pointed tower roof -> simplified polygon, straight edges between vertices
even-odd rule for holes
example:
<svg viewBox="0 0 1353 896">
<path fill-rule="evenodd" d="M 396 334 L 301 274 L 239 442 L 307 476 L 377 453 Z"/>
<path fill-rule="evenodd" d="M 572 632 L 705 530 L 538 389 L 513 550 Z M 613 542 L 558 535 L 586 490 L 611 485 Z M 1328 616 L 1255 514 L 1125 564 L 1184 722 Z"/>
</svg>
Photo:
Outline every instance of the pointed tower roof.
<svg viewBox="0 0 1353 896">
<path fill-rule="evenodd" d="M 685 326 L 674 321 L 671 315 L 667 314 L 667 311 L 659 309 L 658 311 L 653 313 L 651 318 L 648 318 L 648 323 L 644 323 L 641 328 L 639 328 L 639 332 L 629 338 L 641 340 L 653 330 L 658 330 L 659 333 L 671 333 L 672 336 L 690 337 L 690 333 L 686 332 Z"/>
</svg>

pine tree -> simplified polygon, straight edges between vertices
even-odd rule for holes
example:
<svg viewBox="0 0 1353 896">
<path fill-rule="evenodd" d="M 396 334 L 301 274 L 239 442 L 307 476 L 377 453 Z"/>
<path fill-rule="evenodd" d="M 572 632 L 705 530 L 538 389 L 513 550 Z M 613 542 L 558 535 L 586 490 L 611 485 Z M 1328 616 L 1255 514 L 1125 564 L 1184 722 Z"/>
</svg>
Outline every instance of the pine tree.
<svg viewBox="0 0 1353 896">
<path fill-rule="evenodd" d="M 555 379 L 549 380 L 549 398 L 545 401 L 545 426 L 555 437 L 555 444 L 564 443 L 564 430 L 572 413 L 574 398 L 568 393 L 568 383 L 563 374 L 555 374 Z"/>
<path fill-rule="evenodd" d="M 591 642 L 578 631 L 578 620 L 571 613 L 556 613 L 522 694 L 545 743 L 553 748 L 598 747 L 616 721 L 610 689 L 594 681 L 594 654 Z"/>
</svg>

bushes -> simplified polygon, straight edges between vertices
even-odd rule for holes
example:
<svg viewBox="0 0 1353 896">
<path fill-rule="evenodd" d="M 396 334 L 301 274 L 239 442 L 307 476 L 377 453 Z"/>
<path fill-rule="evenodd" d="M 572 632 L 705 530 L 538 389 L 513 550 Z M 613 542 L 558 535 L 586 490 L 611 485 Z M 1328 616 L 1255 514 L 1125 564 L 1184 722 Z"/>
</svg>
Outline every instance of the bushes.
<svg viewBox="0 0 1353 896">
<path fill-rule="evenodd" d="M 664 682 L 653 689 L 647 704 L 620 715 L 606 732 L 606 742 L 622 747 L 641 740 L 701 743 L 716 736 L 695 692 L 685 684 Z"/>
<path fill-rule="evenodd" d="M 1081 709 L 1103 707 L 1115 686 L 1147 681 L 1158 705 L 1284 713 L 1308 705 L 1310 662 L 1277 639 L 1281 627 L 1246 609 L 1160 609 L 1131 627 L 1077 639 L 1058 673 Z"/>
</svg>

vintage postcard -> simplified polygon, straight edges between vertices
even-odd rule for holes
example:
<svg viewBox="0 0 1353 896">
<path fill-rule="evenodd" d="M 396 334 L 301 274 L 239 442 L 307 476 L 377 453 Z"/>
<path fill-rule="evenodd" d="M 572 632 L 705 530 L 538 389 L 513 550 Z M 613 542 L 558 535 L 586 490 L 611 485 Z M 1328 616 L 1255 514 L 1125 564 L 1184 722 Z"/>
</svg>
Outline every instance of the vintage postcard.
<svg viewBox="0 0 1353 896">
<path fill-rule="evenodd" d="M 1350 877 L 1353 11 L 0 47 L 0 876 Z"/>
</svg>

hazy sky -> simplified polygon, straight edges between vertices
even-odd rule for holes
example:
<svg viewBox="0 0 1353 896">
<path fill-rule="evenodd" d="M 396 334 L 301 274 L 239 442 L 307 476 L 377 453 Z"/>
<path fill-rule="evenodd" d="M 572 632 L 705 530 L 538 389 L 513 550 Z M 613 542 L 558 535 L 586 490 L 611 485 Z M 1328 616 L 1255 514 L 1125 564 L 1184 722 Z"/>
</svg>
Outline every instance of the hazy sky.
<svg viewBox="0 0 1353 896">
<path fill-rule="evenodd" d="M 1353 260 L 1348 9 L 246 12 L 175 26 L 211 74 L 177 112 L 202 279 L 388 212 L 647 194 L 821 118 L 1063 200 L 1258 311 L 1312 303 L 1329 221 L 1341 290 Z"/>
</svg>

◆ ◆ ◆ ◆ ◆

§ EXERCISE TASK: Identify every line of the records that contains the string "simplified", and copy each one out. Treat case as significant.

§ EXERCISE OUTPUT:
pointed tower roof -> simplified polygon, straight edges between vertices
pine tree -> simplified polygon, straight edges between vertices
bushes -> simplified polygon, straight edges between vertices
vintage postcard -> simplified polygon, straight edges between vertices
hazy sky -> simplified polygon, straight edges between vertices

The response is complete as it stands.